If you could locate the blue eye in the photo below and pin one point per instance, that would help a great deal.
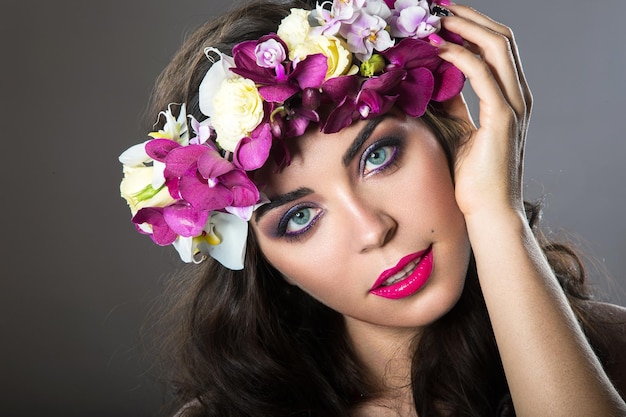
(298, 220)
(377, 158)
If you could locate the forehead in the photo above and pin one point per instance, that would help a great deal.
(311, 152)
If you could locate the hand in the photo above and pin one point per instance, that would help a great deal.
(489, 166)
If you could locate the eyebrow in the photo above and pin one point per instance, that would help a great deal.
(280, 201)
(363, 135)
(283, 199)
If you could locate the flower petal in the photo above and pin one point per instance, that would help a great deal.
(251, 153)
(179, 160)
(158, 149)
(203, 197)
(311, 72)
(211, 164)
(234, 232)
(135, 155)
(184, 220)
(212, 80)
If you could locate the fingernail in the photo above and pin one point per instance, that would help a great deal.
(436, 39)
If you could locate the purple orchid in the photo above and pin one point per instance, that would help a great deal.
(167, 223)
(356, 101)
(199, 175)
(428, 77)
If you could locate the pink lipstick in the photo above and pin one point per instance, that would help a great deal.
(406, 278)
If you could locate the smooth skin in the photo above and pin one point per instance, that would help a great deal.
(550, 367)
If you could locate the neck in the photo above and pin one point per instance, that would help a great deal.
(386, 353)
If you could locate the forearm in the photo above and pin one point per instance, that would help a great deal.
(545, 355)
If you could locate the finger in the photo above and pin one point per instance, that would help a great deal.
(471, 14)
(495, 50)
(494, 106)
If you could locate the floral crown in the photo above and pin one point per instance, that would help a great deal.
(344, 61)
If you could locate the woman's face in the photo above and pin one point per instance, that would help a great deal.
(365, 221)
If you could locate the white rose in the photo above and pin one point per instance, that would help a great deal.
(238, 111)
(294, 29)
(136, 188)
(338, 57)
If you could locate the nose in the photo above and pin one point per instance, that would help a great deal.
(371, 225)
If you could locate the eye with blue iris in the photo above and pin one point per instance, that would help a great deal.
(298, 220)
(379, 156)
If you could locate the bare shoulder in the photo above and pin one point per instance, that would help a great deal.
(606, 325)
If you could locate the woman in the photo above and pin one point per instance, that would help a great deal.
(389, 267)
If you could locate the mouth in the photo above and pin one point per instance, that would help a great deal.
(407, 277)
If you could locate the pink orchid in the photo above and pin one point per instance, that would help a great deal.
(366, 34)
(412, 19)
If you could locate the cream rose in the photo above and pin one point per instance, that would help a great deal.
(294, 29)
(338, 57)
(136, 188)
(238, 111)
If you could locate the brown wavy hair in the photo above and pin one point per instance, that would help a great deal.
(246, 343)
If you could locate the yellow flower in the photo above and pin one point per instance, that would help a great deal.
(294, 30)
(238, 111)
(136, 188)
(338, 57)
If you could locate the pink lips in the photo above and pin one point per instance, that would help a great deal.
(412, 282)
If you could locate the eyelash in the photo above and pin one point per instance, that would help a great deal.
(291, 215)
(394, 145)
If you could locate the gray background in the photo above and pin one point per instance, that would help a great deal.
(77, 280)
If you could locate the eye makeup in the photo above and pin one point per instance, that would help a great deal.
(381, 155)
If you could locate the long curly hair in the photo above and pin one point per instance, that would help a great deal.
(246, 343)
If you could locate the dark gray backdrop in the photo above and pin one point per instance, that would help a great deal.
(77, 279)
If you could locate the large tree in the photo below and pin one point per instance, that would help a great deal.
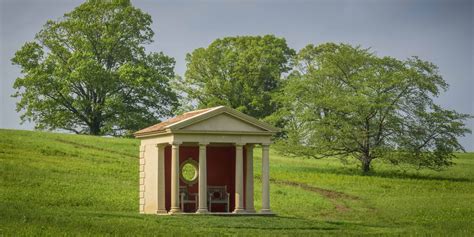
(88, 72)
(344, 101)
(241, 72)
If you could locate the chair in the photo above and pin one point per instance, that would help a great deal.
(218, 195)
(185, 197)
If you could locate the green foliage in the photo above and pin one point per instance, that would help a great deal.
(240, 72)
(60, 184)
(88, 72)
(345, 101)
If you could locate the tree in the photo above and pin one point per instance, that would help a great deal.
(241, 72)
(88, 72)
(343, 101)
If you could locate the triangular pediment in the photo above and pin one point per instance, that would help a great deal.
(217, 119)
(223, 122)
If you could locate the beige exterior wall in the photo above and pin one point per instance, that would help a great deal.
(151, 179)
(217, 129)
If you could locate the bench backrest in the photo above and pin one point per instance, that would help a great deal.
(217, 192)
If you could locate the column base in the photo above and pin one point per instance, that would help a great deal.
(162, 212)
(266, 211)
(240, 210)
(202, 211)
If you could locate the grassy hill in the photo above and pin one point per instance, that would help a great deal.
(56, 184)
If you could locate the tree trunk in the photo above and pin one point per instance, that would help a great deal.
(95, 128)
(365, 160)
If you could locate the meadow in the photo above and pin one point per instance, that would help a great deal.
(59, 184)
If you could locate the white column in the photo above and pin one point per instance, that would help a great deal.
(265, 179)
(202, 179)
(175, 178)
(239, 175)
(150, 176)
(249, 181)
(161, 179)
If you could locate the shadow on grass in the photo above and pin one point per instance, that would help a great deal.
(392, 174)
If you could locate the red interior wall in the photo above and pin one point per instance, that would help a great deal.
(220, 172)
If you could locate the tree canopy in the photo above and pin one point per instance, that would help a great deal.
(240, 72)
(344, 101)
(88, 72)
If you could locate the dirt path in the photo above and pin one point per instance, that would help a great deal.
(334, 197)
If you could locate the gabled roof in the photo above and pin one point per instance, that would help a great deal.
(196, 116)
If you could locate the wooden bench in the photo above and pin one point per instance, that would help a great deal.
(185, 197)
(218, 195)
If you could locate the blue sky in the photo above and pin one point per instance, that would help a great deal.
(437, 31)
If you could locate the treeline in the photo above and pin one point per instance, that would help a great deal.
(88, 72)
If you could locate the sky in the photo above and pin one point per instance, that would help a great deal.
(440, 31)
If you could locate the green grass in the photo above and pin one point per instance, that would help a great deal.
(57, 184)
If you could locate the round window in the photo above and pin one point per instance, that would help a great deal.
(189, 171)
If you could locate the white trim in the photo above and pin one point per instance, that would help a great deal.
(197, 115)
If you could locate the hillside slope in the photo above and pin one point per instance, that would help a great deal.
(81, 185)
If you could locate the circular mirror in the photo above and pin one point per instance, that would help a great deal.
(189, 171)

● WHAT IS REQUIRED:
Copy the rows above, from the line containing "If you could locate the hillside" through the end of the rows, keeping every request line as it is. Multiply each point coordinate by 2.15 and round to whole numbers, with halves rounded up.

● THE COMPLETED TASK:
If you could locate the hillside slope in the photo above and pin one point per instance, that would help a great deal.
(174, 398)
If you could locate the circular mirror in the photo above and pin one point per instance, that would help a great deal.
(406, 368)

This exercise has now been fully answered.